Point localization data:
•••

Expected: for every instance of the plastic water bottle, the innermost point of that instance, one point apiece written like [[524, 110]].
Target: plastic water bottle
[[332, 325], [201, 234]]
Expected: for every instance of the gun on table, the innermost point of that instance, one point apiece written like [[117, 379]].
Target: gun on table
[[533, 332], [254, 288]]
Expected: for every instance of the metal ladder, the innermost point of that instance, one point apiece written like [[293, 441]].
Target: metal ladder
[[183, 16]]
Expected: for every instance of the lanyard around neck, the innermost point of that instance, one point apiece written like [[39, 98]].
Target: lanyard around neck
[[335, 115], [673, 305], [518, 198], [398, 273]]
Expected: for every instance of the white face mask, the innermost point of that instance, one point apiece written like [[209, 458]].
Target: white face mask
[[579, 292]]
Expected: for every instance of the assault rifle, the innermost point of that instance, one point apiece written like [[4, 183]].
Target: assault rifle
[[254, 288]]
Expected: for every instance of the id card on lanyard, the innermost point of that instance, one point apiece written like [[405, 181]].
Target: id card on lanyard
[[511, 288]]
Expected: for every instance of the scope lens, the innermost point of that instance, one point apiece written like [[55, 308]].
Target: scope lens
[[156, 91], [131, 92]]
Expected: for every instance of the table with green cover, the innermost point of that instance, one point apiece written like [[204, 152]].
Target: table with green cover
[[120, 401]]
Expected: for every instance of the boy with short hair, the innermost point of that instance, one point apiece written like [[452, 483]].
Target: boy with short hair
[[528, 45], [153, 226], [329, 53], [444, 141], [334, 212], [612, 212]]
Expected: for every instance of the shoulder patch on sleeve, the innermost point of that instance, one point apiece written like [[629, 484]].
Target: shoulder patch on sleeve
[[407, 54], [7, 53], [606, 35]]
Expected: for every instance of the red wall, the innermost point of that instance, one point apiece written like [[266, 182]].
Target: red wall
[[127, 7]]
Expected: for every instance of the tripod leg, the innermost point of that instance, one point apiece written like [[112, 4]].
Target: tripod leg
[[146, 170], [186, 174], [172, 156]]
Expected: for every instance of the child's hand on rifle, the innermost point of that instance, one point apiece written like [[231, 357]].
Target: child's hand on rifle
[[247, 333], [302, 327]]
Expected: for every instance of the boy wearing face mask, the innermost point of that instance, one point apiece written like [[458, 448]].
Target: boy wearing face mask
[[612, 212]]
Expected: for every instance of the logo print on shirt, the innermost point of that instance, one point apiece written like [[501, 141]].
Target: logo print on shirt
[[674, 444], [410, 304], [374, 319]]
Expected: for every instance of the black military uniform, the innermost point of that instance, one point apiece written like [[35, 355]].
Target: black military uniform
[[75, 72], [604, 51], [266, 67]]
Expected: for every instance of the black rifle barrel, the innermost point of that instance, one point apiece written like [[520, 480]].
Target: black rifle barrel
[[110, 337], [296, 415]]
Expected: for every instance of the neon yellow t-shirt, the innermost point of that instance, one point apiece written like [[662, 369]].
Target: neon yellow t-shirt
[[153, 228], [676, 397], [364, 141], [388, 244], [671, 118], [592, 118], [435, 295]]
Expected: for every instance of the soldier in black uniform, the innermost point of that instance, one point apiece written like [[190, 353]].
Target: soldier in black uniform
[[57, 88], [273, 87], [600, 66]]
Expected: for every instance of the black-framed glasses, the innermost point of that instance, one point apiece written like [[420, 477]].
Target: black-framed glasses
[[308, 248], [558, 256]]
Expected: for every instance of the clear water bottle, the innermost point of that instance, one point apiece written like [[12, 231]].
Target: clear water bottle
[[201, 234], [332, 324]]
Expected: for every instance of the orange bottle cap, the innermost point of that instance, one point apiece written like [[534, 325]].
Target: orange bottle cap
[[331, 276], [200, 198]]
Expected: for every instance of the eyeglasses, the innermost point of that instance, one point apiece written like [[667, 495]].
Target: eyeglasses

•••

Work task: Return the entries above exactly as they were written.

Written reply:
Expected: for every instance of the plastic water bottle, the innermost point of that instance, one point apiece written like [[524, 110]].
Target: plastic water bottle
[[332, 325], [201, 234]]
Expected: for every instance of the gun on table, the innermost point of that instance, one point apiece written like [[117, 379]].
Target: gun on table
[[533, 332], [254, 288]]
Expected: for every instance of the metal ladder, the innermost point of that instance, one point apiece written like [[293, 441]].
Target: metal ladder
[[183, 16]]
Expected: for every instance of the lanyard around neck, the innermost point of that instance, one point apiece written like [[39, 98]].
Target: lanyard around neck
[[335, 115], [673, 305], [518, 198], [398, 273]]
Expected: for every instance of the white face mask, the innermost point of that instance, one point apiece written like [[209, 458]].
Target: white face mask
[[579, 292]]
Expected: for every instance of the assault rifle, the innermost point of that instance, one point apiece written like [[4, 183]].
Target: assault rifle
[[254, 288]]
Expected: for every instance of the id card on lanyard, the innermost point of that instance, one point apiece written like [[405, 181]].
Target: id card on lanyard
[[511, 288]]
Expected: for every instance of the scope lens, the innermost point of that instance, one point apiece written like [[55, 308]].
Target: scope lens
[[156, 91], [131, 92]]
Expected: for every instance of the table with green cover, the innermost point of that instance, one point apiece written like [[204, 152]].
Target: table with green cover
[[120, 401]]
Expected: for every instance of the boy with short hair, the innermost point of that instance, one point apiece written like [[452, 483]].
Target: boy with short hair
[[528, 45], [153, 226], [329, 53], [444, 141], [334, 212], [612, 212]]
Expected: for every instance of the shoulder patch on sleeve, the innermost point of that instance, one point apiece written like [[629, 484]].
Target: shoulder patch on sleeve
[[407, 54], [7, 53], [606, 35]]
Expected: for every instance of the red wall, the innermost point of that instance, one point apiece written like [[266, 182]].
Target: red wall
[[127, 7]]
Expected: for every instance of the tripod leg, the innermost point of that instance, one point apiece written like [[112, 4]].
Target: tripod leg
[[146, 170], [186, 174], [172, 156]]
Expected: for every instance of the child's hand on rifle, the innermost point of that instance, one point apiece written like [[231, 357]].
Target: child's hand on rifle
[[247, 333], [302, 327]]
Expected: for every instance of the boy wearing face mask, the innermost point of that instance, one point apiece written like [[458, 448]].
Target: boy wearing face mask
[[612, 212]]
Expected: for every instance of the logo print on shirt, the innermost point of that instance, one point apiece written like [[501, 141]].
Target: logo print on shirt
[[674, 444], [410, 304], [374, 319]]
Expected: for every instance of the black military uniform, the innermost point of that instance, one point apiece written like [[35, 355]].
Target: black military uniform
[[75, 72], [604, 51], [266, 67]]
Expected: for every instance of the black rifle barrel, the innermost point of that instance, one point apiece written like [[520, 480]].
Target: black rifle barrel
[[110, 337], [296, 415]]
Expected: for every instance of the neon yellow t-shirt, the innermost point of that instance, one point apiece written like [[662, 369]].
Target: neon yellow t-shirt
[[153, 228], [676, 397], [364, 141], [388, 244], [671, 118], [592, 118], [435, 295]]
Expected: for every instance of the soldier in black uniform, the innermost point of that instance, one point apiece written like [[190, 353]].
Target: soldier in black uniform
[[57, 88], [273, 87], [600, 66]]
Expected: for every instance of the black-framed glasses, the innermost point of that instance, one point apiece written like [[420, 477]].
Target: black-framed glasses
[[308, 248], [558, 256]]
Expected: for every instance of the clear water bottle, the innermost point of that instance, one point apiece written like [[12, 231]].
Target: clear water bottle
[[201, 234], [332, 324]]
Expected: for every instance of the orange bottle cap, the innermost point of that instance, one point apiece written like [[534, 325]].
Target: orange bottle cap
[[331, 276], [200, 198]]
Expected: for every instance of the eyeglasses, the innermost point of that instance, one point apiece written like [[667, 495]].
Target: eyeglasses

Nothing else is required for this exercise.